Dayton is wrong on Iraq

Sen. Mark Dayton, D-Minn., epitomizes the hypocritical stance of the leftist faction of the Democratic Party. His column, “Congress would be wise to go slow on Iraq,” (Oct. 3) presents a biased interpretation of history. While espousing the need for congressional authorization, Dayton claims the United States has never in its history used pre-emptive force. The junior senator is mistaken.

In August 1998, former President Bill Clinton unilaterally attacked Afghanistan without congressional approval. He pre-emptively bombed Sudan without congressional approval and without informing the full Joint Chiefs of Staff. In March 1999, Clinton bombed Yugoslavia without obtaining a precious U.N. mandate. Now with a Republican in the White House, a U.N. resolution has suddenly become crucial. Here’s a news flash for those who don’t already know: The United Nations has no power. If it did, then it would be able to enforce its own resolutions.

__Your instructions__
Please answer these questions on the piece about Dayton and Iraq:
1. What is the title of Dayton's column?
2. In what month and year did Clinton bomb Yugoslavia?
3. Which country did Clinton bomb without informing the full Joint Chiefs of Staff?
None of the data after this is needed.

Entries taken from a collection
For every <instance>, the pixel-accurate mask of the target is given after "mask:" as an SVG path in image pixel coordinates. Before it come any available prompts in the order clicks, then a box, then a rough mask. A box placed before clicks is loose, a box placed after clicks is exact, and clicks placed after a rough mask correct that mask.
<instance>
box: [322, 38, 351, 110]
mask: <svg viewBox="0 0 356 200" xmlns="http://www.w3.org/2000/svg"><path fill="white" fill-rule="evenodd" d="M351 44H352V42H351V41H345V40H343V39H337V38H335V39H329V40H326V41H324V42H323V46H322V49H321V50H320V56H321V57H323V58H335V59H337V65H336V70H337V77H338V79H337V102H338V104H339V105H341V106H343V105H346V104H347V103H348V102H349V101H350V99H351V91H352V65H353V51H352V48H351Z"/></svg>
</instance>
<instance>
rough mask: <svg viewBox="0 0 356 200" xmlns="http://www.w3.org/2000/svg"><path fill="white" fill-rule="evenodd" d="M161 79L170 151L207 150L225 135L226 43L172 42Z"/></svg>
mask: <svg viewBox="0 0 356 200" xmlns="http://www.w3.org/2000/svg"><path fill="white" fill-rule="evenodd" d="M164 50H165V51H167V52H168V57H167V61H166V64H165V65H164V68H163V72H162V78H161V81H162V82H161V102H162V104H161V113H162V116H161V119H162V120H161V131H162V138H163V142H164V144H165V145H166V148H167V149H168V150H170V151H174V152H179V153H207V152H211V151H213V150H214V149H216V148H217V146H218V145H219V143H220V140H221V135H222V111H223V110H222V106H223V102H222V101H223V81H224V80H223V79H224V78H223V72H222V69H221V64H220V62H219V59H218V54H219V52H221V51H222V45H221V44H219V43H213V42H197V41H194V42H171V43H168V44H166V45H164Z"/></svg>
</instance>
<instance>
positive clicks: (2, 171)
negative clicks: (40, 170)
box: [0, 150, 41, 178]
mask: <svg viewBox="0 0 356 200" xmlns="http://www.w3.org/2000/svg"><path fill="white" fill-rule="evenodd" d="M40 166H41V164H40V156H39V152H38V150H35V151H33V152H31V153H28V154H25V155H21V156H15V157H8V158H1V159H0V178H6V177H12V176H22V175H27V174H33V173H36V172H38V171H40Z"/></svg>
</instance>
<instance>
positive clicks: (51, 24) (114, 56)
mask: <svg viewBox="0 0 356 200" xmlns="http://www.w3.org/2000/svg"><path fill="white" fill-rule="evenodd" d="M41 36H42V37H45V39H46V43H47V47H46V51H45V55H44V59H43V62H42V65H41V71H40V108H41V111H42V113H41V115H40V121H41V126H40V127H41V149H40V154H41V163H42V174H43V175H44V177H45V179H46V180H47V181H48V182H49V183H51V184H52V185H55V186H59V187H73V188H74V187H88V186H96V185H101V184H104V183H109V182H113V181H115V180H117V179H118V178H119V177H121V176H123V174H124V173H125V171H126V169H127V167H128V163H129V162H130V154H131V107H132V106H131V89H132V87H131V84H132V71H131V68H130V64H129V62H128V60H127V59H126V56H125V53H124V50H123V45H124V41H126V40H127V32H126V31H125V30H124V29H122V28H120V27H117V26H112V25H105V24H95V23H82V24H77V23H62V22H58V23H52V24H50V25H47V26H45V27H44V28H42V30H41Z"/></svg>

__Finished task__
1. "Congress would be wise to go slow on Iraq"
2. March 1999
3. Sudan